─── GIVEN ENTRIES

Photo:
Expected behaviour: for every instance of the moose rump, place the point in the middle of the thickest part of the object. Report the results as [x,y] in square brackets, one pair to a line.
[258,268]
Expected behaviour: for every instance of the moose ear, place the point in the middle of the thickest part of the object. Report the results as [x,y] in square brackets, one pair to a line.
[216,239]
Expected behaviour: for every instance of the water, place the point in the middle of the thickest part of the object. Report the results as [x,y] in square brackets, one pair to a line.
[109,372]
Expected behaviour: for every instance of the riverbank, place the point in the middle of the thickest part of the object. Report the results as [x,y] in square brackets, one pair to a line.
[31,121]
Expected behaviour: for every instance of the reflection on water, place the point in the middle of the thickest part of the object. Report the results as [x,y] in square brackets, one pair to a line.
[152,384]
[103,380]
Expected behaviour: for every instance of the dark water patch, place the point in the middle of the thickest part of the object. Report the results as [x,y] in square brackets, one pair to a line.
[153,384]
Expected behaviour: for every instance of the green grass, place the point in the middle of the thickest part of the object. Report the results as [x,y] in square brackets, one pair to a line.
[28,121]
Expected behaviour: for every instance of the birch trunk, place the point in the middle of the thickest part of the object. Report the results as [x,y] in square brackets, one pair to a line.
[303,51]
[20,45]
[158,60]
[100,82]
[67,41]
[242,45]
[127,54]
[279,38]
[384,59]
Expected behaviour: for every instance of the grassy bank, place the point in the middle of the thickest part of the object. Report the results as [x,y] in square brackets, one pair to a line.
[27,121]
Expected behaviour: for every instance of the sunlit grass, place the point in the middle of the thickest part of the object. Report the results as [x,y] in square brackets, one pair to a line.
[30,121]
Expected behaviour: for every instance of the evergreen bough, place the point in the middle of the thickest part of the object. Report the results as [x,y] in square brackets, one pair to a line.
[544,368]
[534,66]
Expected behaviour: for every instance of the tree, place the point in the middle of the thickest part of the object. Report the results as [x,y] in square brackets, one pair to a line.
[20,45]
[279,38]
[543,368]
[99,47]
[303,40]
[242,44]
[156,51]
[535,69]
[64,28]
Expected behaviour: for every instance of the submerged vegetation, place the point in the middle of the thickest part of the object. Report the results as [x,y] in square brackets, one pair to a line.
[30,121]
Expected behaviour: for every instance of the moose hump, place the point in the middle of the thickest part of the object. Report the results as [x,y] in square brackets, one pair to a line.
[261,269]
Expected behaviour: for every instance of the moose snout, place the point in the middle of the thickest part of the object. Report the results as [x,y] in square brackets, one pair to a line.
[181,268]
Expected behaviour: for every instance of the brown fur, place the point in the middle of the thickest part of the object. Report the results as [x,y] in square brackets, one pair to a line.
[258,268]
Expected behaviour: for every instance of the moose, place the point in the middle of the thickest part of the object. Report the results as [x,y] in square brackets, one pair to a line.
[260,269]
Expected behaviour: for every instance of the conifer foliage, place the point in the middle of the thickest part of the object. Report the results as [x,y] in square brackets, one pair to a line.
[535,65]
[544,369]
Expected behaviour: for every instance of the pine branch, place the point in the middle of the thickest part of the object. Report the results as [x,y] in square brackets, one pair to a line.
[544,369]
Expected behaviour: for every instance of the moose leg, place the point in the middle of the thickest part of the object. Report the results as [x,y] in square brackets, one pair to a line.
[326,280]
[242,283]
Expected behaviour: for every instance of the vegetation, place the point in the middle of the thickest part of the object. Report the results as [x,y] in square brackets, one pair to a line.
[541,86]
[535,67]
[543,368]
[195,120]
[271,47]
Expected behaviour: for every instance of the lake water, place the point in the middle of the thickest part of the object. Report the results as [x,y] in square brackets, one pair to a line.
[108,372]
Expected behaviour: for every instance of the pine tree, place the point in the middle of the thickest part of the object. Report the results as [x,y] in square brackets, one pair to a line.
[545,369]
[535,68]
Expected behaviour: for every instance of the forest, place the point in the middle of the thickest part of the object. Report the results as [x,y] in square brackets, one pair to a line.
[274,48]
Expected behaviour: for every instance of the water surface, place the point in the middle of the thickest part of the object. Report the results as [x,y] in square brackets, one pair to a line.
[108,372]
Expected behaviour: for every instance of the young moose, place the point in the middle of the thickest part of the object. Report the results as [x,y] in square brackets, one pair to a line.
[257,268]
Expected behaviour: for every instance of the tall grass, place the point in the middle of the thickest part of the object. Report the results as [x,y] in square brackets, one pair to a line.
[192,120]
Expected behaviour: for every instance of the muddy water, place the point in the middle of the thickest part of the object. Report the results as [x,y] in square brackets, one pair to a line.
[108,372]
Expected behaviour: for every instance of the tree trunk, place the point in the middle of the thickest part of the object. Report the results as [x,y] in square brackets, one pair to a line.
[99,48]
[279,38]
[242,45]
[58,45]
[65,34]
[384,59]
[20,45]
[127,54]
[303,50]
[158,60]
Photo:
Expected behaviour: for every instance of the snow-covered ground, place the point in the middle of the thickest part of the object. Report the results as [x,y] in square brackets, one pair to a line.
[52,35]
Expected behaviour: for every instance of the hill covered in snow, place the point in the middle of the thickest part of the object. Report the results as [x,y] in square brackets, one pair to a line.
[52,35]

──────

> **EXERCISE DESCRIPTION**
Each entry is to be returned in full, character for character.

> **SOLVED EXERCISE**
Photo:
Expected behaviour: for every instance of the moose rump, place the point in the middle of the thickest part of the object. Report the results as [x,y] in square brackets, one pair to a line.
[258,268]
Expected behaviour: for every instance of the moose ear, place the point in the middle of the thickest part of the object. Report the results as [x,y] in square brackets, one pair to a line.
[216,239]
Expected behaviour: for every instance of the water, place the point in the middle of the thickest part of the object. Report the results as [x,y] in square brackets, one pair to a line.
[109,372]
Expected behaviour: for every instance of the riverbank, place the point in the middle of the thickest part of the object. Report the results as [x,y] in square brackets, one pair to a line.
[31,121]
Expected behaviour: for every instance of the reflection on water, place the point in the middle of the thickest part of the object. Report the results as [x,y] in square brackets, one pair to a line.
[152,384]
[103,380]
Expected behaviour: for every instance of the dark water patch, place the point in the middle of the thickest part of the object. Report the results as [x,y] in square brackets, one pair to a line.
[153,384]
Expected behaviour: for every instance of the green grass, place the point in the middle of the thickest part of the object. Report the results as [x,y] in square brackets, one pair to a line.
[28,121]
Expected behaviour: for every instance of the birch trunk, place the point in the middle of the thickest part of the object. Report the results as [x,y] in square brackets, one pair to a line.
[303,51]
[20,45]
[158,60]
[100,82]
[67,41]
[242,45]
[127,54]
[279,38]
[384,59]
Expected behaviour: for every instance of the grassy bank, place the point in the middle of the thickest part of the object. Report the results as [x,y] in square brackets, one pair to a line.
[27,121]
Expected behaviour: for every instance of the sunlit grass, place the point in the middle of the thickest part of the object. Report the results as [x,y] in square brackets, one pair to a line.
[30,121]
Expected behaviour: for every instance of the evergreen bough, place the point in the middle of the thickest part of the object. Report the results as [x,y] in square brackets, one pair to a line.
[544,368]
[534,66]
Expected behaviour: for every instance of the tree, place the point in the middle of the thickest part of the object. Report the results as [x,y] in square brackets, one pair to a line.
[20,45]
[279,38]
[543,368]
[99,47]
[303,40]
[242,44]
[156,51]
[535,69]
[64,28]
Expected behaviour: for every instance of the submerged vegetation, place the point in the middle of the thickest part of the object. Report the results as [x,y] in square brackets, one pair to a line.
[30,121]
Expected behaviour: for every instance of the moose hump, place the point in the middle of the thickest part of the object. Report the results as [x,y] in square brackets, one pair to a line.
[261,269]
Expected behaviour: for every instance of the moose snout, place the point in the middle of the thickest part of the object. Report the results as [x,y] in square brackets, one pair to a line.
[181,268]
Expected behaviour: for every instance of the brown fur, place the point in the middle of the thickest part of the object. Report the results as [x,y] in square brackets, one pair to a line.
[258,268]
Expected behaviour: for every instance of the moose, place the point in the middle of the thickest part of the object. Report the results as [x,y] in square brackets, one pair to a line.
[260,269]
Expected behaviour: for every instance of the conifer foliage, place the point in the middle of the thickest part of the object. Report the results as [x,y] in square brackets, one pair to a line.
[535,65]
[544,369]
Expected behaviour: for every instance of the pine branch, place the point in the middle of the thickest part of the object. Report the results as [x,y] in square brackets, one pair to a line.
[544,369]
Expected behaviour: for every instance of the moose leg, place the point in the middle of the thickest part of the object. Report the results as [x,y] in square brackets, one pair to a line.
[326,280]
[242,283]
Expected behaviour: for every instance of the vegetation, place the point in the middle of the thickest part of the object. Report the results as [x,y] in square brackets, one pair to a line.
[541,86]
[535,67]
[543,368]
[195,120]
[271,47]
Expected behaviour: for every instance of the lake water, place the point in the middle of the thickest part of the object. Report the results as [x,y] in square brackets, one pair to a line.
[108,372]
Expected behaviour: for every instance of the pine tree, place the point in the middle of the thickest part of the object. Report the results as [x,y] in square brackets, one pair to a line.
[545,369]
[535,68]
Expected behaviour: for every instance of the forest, place the point in the middle of the thickest part of the object. Report the results as [x,y] in square brackets, one pair to a line.
[274,48]
Expected behaviour: for every instance of the water surface, place the point in the middle of the thickest part of the object. Report the results as [x,y] in square brackets, one pair to a line.
[108,372]
Expected behaviour: for every instance of the young moose, place the point in the middle of the thickest part of the object. Report the results as [x,y] in square brackets, one pair to a line.
[257,268]
Expected behaviour: for every instance of the tall grass, place the point in the middle of the thickest part of the object. Report the results as [x,y] in square brackets, one pair to a line.
[192,120]
Expected behaviour: for every instance of the muddy water, place the point in the middle of the thickest part of the object. Report the results as [x,y] in square brackets, one pair to a line.
[108,372]
Expected behaviour: for every instance of the tree trunk, place the point in the middle of the thickest part of the object. Report the results as [x,y] in square brackets, one pair to a line.
[99,48]
[279,38]
[242,45]
[58,45]
[65,34]
[384,59]
[20,45]
[127,54]
[303,50]
[158,60]
Photo:
Expected behaviour: for every instance of the snow-covered ground, place the point in the middle of the thickest part of the object. Report the results as [x,y] in square brackets, one pair to a line.
[52,35]
Expected behaviour: for every instance of the hill covered in snow, place the point in the middle of the thickest part of the object. Report the results as [x,y] in square brackets, one pair to a line.
[52,35]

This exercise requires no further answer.